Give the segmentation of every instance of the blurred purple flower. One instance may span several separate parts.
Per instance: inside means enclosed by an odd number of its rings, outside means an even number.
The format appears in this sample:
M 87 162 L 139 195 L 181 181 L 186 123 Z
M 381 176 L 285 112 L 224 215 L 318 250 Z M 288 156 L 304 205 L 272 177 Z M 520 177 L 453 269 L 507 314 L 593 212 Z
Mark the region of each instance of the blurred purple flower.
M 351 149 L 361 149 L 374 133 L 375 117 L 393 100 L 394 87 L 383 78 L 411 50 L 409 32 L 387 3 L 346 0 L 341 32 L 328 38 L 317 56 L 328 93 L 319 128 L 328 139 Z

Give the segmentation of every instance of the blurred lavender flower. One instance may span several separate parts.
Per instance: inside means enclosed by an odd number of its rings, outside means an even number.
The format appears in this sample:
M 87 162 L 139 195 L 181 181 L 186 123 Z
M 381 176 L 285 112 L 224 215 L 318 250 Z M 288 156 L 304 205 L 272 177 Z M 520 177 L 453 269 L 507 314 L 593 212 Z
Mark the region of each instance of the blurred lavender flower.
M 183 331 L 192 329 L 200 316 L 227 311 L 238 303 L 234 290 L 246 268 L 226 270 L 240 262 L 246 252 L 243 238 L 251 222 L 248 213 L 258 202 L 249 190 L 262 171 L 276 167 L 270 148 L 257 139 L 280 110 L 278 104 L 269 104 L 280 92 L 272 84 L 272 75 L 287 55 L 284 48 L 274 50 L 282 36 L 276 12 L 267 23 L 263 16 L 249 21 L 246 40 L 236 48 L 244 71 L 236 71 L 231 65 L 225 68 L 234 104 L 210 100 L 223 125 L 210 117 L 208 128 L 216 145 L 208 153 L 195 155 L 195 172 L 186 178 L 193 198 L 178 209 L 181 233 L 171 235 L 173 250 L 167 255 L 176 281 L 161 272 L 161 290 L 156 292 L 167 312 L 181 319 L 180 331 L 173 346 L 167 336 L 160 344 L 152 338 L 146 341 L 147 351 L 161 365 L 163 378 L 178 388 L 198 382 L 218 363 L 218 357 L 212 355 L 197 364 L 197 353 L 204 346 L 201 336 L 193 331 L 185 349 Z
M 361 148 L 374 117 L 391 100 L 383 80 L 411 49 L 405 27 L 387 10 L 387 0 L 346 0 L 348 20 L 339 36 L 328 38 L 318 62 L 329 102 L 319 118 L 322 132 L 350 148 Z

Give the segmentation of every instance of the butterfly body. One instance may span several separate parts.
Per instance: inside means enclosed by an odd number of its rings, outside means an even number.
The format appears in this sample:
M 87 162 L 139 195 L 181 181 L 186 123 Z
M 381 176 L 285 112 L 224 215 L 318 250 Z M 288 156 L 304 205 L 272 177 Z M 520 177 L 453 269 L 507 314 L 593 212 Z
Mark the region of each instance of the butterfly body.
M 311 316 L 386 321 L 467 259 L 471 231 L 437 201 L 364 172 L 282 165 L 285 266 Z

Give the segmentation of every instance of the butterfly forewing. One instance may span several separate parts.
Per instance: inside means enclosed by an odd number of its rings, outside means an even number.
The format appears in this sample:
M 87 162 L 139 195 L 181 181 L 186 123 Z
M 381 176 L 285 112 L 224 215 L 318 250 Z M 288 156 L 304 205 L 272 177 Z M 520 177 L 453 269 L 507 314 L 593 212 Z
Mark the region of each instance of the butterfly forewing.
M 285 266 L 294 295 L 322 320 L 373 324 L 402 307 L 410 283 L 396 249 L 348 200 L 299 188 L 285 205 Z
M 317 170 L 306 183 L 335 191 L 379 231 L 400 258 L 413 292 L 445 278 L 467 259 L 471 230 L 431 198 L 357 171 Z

========================

> _Aim_
From the line containing "Give the segmentation of every instance of the butterfly body." through the closing line of the material above, return every line exactly and omit all others.

> _The output_
Give the segmentation of every instance of the butterfly body. One instance may span several separate parts.
Per instance: inside means enclosed by an odd number of its rings, outside means an even number.
The format appears in this sample:
M 87 162 L 139 195 L 181 181 L 186 123 Z
M 381 176 L 285 112 L 224 215 L 318 250 Z M 288 156 L 304 205 L 272 177 Z M 520 177 L 453 269 L 507 314 L 593 212 Z
Mark the region of each instance of the butterfly body.
M 311 316 L 386 321 L 467 259 L 471 231 L 437 201 L 364 172 L 282 165 L 285 266 Z

Give the segmentation of every instance of the butterfly forewing. One instance may span several separate parts.
Per instance: inside means enclosed by an odd number of its rings, outside means an even number.
The format appears in this sample:
M 87 162 L 139 195 L 181 181 L 186 123 Z
M 381 176 L 285 112 L 224 215 L 318 250 Z M 288 156 L 304 205 L 272 177 Z M 520 177 L 453 269 L 507 314 L 593 212 Z
Mark the region of each instance of the butterfly forewing.
M 285 266 L 294 295 L 322 320 L 373 324 L 402 307 L 410 283 L 396 249 L 348 200 L 299 188 L 285 205 Z
M 317 170 L 306 183 L 335 191 L 379 231 L 400 258 L 413 292 L 445 278 L 467 259 L 471 230 L 431 198 L 357 171 Z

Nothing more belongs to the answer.